> Registros proporcionados
--- --- ---
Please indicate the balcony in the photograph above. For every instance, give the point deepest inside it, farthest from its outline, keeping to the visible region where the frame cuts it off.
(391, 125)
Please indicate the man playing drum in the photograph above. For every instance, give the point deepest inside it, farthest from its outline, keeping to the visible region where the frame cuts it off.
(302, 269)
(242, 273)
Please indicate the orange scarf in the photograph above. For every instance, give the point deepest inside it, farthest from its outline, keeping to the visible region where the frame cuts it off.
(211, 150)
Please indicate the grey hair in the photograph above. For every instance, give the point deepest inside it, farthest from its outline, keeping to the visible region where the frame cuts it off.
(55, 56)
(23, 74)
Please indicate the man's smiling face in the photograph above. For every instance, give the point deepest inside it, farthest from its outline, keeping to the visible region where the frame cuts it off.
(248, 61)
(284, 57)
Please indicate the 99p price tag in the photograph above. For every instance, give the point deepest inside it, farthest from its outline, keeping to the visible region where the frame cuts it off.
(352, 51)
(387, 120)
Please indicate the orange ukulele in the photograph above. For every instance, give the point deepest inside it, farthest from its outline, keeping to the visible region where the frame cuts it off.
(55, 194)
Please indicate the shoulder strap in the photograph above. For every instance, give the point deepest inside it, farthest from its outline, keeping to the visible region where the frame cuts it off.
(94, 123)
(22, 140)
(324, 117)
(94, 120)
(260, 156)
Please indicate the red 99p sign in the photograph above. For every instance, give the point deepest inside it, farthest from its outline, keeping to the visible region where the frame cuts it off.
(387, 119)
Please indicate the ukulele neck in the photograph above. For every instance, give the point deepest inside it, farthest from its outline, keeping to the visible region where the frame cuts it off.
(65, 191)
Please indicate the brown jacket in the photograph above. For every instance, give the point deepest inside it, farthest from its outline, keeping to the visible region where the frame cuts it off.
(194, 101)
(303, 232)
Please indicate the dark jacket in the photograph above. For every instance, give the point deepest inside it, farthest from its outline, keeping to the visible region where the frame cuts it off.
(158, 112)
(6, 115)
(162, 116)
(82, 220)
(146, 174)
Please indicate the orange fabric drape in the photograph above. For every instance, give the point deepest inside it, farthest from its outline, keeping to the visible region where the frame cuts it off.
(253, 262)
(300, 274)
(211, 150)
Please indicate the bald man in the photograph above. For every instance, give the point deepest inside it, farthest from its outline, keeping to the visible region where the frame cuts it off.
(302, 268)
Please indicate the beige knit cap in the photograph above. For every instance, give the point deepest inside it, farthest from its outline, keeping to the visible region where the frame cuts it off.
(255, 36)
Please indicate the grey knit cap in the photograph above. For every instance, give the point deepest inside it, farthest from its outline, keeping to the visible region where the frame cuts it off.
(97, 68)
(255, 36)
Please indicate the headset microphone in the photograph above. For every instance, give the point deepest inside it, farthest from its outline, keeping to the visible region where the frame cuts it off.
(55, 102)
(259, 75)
--- --- ---
> Qué debes hacer
Reproduce sin ningún cambio cada línea de los registros de arriba, de la primera a la última.

> Respuesta del ejercicio
Please indicate the balcony in the photograph above. For every instance, give the point deepest inside it, farthest from its outline, keeping to the visible region where the frame cuts it off.
(391, 125)
Please indicate the man playing drum in the photograph above. For every instance, give the point deepest inside it, farthest from its outline, keeping to the visible region where the frame cuts it off.
(302, 269)
(242, 273)
Please indicate the orange scarf in the photograph above. For every instance, give the point deepest inside it, farthest from its outline, keeping to the visible region where the frame cuts it off.
(211, 150)
Please indicate the grey hair in the photograph above. For every instance, give the point deepest inside it, farthest from its outline, keeping to the visible region where the frame cuts it off.
(55, 56)
(23, 74)
Please indicate the man's smiling face in the photograph above. For every instance, give the point deepest inside it, farthest from its outline, keeping to the visible region where the frame cuts it off.
(248, 61)
(284, 57)
Please indicate the 99p price tag in the photograph above. For every instance, give the point deepest inside it, farthest from its outline, keeping to the visible region where the frame cuts it off.
(352, 51)
(387, 120)
Please indicate the orange ukulele in the photograph above. For every instance, give the point deepest inside it, farthest from its outline, keeping to the visible region where the frame cuts it off.
(55, 194)
Please indicate the shoulder strap in the photograph above. For every instance, give the point deepest inside it, farthest from its outline, keeping to the visible region where the frame cuts it off.
(94, 123)
(22, 140)
(324, 117)
(94, 120)
(260, 156)
Please indicate the red 99p sign in the photograph above. For every instance, give the point deepest inside it, farthest from its outline, keeping to the visible region where the frame cuts it off.
(387, 119)
Please indicate the ukulele neck in the photograph above. For every instance, give the point deepest inside it, farthest from its outline, keeping to the visible region where the frame cuts it off.
(65, 191)
Please indicate the brown jacket in the photograph above. For every instance, give the point deepest inside it, farthest from its outline, keeping to the visible region where the frame cuts it off.
(194, 101)
(303, 232)
Please indicate the dark jacket in the photograph above. For every instance, give the point deepest inside it, farthest from its outline, keeping to the visible region where the frame cuts it off.
(158, 112)
(6, 115)
(162, 116)
(82, 220)
(146, 174)
Please indicate the orange fabric drape in the photograph above. For every instance, give the point deepest inside it, farthest from its outline, keeping to the visible region where the frame cuts it off.
(253, 262)
(300, 274)
(211, 150)
Please indicate the bald man in the photograph above. For every instance, give the point deepest inside it, farthest from its outline, keeping to the visible region where the frame cuts it off.
(302, 268)
Please indicate the beige knit cap in the photograph above. For every instance, give the point deepest inside it, farthest from its outline, keeping to the visible region where the frame cuts it off.
(255, 36)
Please indicate the grey knit cap in the photograph above. For every instance, give the point deepest inside it, farthest from its outline, keeping to the visible region where the frame cuts it off.
(97, 68)
(255, 36)
Please indicate the headset microphone in the photograph above. For every instance, give the point deepest inside it, farthest from its outline, keeping to the visible region where the frame cuts it off.
(55, 102)
(259, 75)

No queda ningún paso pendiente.